■ **Exercise goal**: In the iPilot review thread, how long did TeaSea say it took to get comfortable with the hand control?

[Opening Document text section]

# my iPilot review



## TeaSea (Sep 28, 2013)

I was a bit apprehensive about whether I would like the iPilot on my trolling motor. After 2 days on the water my apprehension has evaporated. The 'anchor' function alone makes it a good deal. Not having to stay connected to a foot control on the bow added to the experience. Took all of 2 minutes to get comfortable with the hand control. And -- added bonus -- I LOVE the ability to record a track and then fish it back from either end resulting uninterrupted fishing and no tweaking the trolling motor path. I give it a big thumbs up :thumbsup:


----------



## tkh329 (Mar 14, 2012)

Welcome to the club! Pretty soon you won't fish without it!


----------



## SLICK75 (Sep 4, 2010)

I was looking into them a couple of months ago, possibly something to save up for to go on my new boat. After reading through a a few reviews on the BPS site I had about decided to save my money so maybe some of you can help change my mind again.

Several of the reviews I read talked about the head going nuts and spinning out of control resulting in wires being pulled loose and generally trashing a brand new motor. Any idea on what could cause that? Is there some kind of set up that someone couldve FUBARed and just blamed on the motor?

I also saw reviews that talked about computer boards going on the fritz. Some talked about it on the first use, others seemed to take time before it happened. Again, is there some kind of user induced cause for that or could it be that there is a genuine issue? 

What about storage? Could it be that these problems are being caused by owners not having a covered storage area resulting in the trolling motor being left unprotected in the elements? I currently dont have a shelter for my boat, its something thats on my list to do over the next month or two when funds permit but right now my best 'shelter' is a fitted cover that I put on it when its going to be a while between uses. Definitely not going to drop the money on an ipilot until that is taken care of.


----------



## TeaSea (Sep 28, 2013)

To quote Sgt Schultz: "I know nothing" about any of those issues. Some computers crash. Some cars are lemons. I had a tv quit working for no good reason once. Go figure. If you are uncomfortable buying one then you shouldn't. I may back on here in 2 months btchn up a storm if mine goes bad but for now I am a fan.

[Closing Document text section]
[Opening Record excerpts section]

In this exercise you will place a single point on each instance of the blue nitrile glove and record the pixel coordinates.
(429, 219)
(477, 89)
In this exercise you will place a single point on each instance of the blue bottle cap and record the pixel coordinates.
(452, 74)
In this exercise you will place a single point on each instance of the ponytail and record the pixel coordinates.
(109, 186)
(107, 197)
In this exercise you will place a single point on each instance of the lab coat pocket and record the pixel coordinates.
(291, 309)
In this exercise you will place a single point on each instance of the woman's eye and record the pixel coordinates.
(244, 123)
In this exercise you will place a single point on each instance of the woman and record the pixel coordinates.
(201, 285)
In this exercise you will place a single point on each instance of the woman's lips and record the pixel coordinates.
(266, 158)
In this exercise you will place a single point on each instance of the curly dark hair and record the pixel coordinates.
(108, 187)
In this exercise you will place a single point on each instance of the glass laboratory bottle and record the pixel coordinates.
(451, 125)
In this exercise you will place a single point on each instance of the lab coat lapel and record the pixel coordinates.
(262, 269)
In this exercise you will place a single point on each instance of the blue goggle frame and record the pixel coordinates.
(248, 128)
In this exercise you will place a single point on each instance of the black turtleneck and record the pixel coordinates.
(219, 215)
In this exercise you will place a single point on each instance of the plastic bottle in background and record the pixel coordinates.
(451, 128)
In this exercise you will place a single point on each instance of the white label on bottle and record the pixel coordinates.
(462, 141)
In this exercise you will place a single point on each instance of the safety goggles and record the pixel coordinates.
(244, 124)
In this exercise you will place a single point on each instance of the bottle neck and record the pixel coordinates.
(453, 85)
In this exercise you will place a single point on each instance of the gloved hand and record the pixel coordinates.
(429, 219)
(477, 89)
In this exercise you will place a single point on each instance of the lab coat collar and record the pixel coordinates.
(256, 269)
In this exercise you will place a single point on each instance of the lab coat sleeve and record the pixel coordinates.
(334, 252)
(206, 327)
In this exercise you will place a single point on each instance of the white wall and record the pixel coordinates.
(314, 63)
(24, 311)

[Closing Record excerpts section]

■ **Solution to this problem**: All of 2 minutes.